In certain situations, it may be necessary to retrain your Bayesian Learning database. This can be necessary when spam messages are inadvertently placed in the Bayes non-spam folder, or when non-spam messages are placed in the Bayes spam folder.
To reset your Bayesian Learning and start training it again from scratch, you can perform the following steps:
1. Stop the MDaemon service.
2. Verify that the MDaemon executables (MDaemon.exe, CFEngine.exe, MDSpamD.exe, WorldClient.exe) have all exited memory using Windows task manager.
3. Rename the folder “/MDaemon/SpamAssassin/Bayes/” to”/MDaemon/SpamAssassin/Bayes.old/”
4. Re-launch MDaemon.
5. Go to Security | Spam Filter | Bayesian Classification, then click on the Learn button.
At this point, MDaemon recognizes that the Bayes folder isn’t there when the learn process is triggered, so it builds a new Bayes folder.

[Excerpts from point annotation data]
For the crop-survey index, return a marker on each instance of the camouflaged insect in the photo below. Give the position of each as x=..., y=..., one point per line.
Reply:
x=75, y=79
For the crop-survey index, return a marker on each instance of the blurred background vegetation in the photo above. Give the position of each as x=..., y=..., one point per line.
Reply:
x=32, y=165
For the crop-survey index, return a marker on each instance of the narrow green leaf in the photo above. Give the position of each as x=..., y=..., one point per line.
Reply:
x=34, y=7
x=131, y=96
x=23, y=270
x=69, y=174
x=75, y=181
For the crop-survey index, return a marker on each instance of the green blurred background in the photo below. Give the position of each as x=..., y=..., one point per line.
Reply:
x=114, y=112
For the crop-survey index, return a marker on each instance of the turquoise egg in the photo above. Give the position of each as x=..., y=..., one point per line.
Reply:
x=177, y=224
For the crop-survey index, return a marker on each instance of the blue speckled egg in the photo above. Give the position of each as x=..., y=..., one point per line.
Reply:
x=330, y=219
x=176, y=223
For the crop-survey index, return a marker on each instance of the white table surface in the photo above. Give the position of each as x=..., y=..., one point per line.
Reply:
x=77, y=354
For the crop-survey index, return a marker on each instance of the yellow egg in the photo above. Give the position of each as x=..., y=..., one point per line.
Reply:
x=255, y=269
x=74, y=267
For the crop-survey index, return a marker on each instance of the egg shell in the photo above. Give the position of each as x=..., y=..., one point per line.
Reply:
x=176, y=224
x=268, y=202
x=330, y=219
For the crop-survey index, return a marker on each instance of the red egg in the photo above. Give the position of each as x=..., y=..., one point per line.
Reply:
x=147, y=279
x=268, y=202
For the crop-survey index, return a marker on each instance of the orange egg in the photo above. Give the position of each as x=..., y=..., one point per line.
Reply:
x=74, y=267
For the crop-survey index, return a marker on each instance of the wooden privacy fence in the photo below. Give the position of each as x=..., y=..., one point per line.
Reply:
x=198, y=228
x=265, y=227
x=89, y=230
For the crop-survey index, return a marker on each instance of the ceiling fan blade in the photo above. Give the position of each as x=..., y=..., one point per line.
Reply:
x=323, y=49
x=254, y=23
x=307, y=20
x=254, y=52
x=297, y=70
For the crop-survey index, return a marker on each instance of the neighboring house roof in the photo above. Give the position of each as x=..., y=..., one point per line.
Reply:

# WRITTEN PROBLEM 1:
Decide whether each statement agrees with the text on resetting Bayesian Learning: (a) The first step is to stop the MDaemon service. (b) The MDaemon executables should be checked with Windows task manager. (c) A new Bayes folder must be created by hand before clicking the Learn button. Answer yes or no for each and quote the deciding words.
# WRITTEN PROBLEM 2:
Shorten the paragraph of the text on resetting Bayesian Learning that begins "In certain situations", keeping its main facts.
# WRITTEN PROBLEM 3:
Pick up the text on resetting the Bayesian Learning database after its last sentence and continue it.

# TASK ANSWER 1:
(a) Yes: "1. Stop the MDaemon service."
(b) Yes: "have all exited memory using Windows task manager"
(c) No: "MDaemon recognizes that the Bayes folder isn’t there when the learn process is triggered, so it builds a new Bayes folder."

# TASK ANSWER 2:
The Bayesian Learning database may need retraining if spam lands in the Bayes non-spam folder or non-spam lands in the Bayes spam folder.

# TASK ANSWER 3:
The Bayesian learning engine won’t process new messages until the administrator has taught it 200 spam and 200 non-spam messages. So even if an administrator were to manually press the Learn button OR have MDaemon learn automatically at midnight, the Bayesian engine wouldn’t apply itself to new messages even though the new folder is created.
Once MDaemon recognizes that Bayesian learning has learned more than 200 spam and 200 non-spam messages, it will start applying what it has learned to new messages.
You can run a script to determine how many messages the Bayesian filter has learned from. This will come in handy for administrators who need to know how many more messages to feed the Bayesian filter. This process is explained in this knowledge base article.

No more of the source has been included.